[Dataset records]
▬▬▬

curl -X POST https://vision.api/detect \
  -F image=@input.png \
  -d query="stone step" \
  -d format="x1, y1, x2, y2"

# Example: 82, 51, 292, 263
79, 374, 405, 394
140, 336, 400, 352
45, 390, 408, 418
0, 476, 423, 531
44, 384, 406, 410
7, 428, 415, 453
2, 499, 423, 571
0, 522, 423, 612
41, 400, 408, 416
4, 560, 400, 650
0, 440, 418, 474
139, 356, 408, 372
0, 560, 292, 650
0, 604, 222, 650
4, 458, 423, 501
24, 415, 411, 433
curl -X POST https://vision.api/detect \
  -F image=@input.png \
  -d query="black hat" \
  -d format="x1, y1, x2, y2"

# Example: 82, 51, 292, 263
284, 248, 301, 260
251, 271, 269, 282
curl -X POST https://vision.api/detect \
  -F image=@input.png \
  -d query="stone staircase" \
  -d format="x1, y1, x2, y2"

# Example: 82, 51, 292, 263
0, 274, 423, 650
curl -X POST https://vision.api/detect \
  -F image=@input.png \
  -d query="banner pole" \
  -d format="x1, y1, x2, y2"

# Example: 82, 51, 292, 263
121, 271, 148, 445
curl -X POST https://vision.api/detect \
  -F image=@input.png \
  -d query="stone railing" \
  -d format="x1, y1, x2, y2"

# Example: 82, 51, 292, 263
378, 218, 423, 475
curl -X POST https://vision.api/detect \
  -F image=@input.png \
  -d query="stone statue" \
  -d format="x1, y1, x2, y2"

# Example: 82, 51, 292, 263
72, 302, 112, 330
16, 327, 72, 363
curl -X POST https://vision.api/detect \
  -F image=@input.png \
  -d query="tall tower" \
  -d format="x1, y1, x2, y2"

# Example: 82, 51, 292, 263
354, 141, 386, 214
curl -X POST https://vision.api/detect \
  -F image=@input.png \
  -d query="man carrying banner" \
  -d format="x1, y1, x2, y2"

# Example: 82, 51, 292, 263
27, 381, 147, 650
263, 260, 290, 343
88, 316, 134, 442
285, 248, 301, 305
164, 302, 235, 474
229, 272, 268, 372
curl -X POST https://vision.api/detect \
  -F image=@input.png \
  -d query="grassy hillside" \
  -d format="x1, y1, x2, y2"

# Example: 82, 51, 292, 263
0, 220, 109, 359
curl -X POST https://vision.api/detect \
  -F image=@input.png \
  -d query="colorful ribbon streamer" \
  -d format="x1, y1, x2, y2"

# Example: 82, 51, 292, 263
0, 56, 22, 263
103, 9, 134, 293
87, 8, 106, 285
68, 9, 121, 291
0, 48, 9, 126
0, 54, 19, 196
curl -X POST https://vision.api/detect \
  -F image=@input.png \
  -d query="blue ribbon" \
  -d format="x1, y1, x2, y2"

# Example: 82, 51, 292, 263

▬▬▬

*TASK REQUIREMENTS*.
Each line of the material must be restated exactly.

*RESULT*.
curl -X POST https://vision.api/detect \
  -F image=@input.png \
  -d query="stone step" \
  -d format="x1, y1, x2, y2"

# Example: 82, 51, 292, 263
79, 374, 405, 394
140, 336, 400, 352
45, 390, 408, 418
0, 476, 423, 531
44, 384, 406, 410
7, 428, 415, 453
2, 499, 423, 571
0, 522, 423, 612
41, 400, 408, 416
4, 560, 400, 650
0, 440, 418, 474
139, 356, 408, 372
0, 560, 292, 650
0, 604, 222, 650
4, 458, 423, 501
24, 415, 411, 433
curl -X POST https://vision.api/detect \
  -F image=@input.png \
  -d query="black hat" \
  -d format="x1, y1, x2, y2"

# Example: 82, 51, 292, 263
284, 248, 301, 260
251, 271, 269, 282
curl -X POST https://vision.api/detect \
  -F image=@input.png \
  -d query="stone staircase" \
  -d format="x1, y1, x2, y2"

# Example: 82, 51, 292, 263
0, 274, 423, 650
curl -X POST https://vision.api/detect \
  -F image=@input.png \
  -d query="banner pole" \
  -d format="x1, y1, x2, y2"

# Example: 82, 51, 292, 263
121, 271, 148, 445
curl -X POST https://vision.api/detect \
  -F image=@input.png \
  -d query="stone railing" \
  -d format="x1, y1, x2, y2"

# Example: 82, 51, 292, 263
378, 218, 423, 475
curl -X POST https://vision.api/detect \
  -F image=@input.png \
  -d query="stone statue" \
  -d format="x1, y1, x2, y2"

# Example: 82, 51, 292, 263
72, 302, 112, 330
16, 327, 72, 363
curl -X POST https://vision.api/detect \
  -F image=@input.png \
  -d query="tall tower" \
  -d format="x1, y1, x2, y2"

# Example: 82, 51, 292, 263
354, 141, 386, 214
curl -X POST https://vision.api/detect \
  -F image=@input.png \
  -d query="man carrying banner" \
  -d format="x1, y1, x2, y2"

# Example: 82, 51, 292, 263
27, 381, 147, 650
263, 260, 290, 343
88, 316, 134, 442
285, 248, 301, 305
164, 302, 235, 474
229, 272, 268, 372
curl -X POST https://vision.api/detect \
  -F image=@input.png \
  -d query="grassy hillside" \
  -d format="x1, y1, x2, y2"

# Example: 82, 51, 292, 263
0, 220, 109, 359
curl -X POST https://vision.api/detect \
  -F image=@input.png \
  -d query="colorful ribbon streamer" \
  -d format="x1, y1, x2, y2"

# Example: 82, 51, 292, 263
0, 56, 22, 263
103, 9, 134, 293
87, 8, 106, 285
68, 9, 121, 291
0, 48, 9, 126
0, 54, 19, 196
curl -X POST https://vision.api/detect \
  -F image=@input.png \
  -d query="blue ribbon" \
  -d format="x1, y1, x2, y2"

# Example: 82, 51, 292, 263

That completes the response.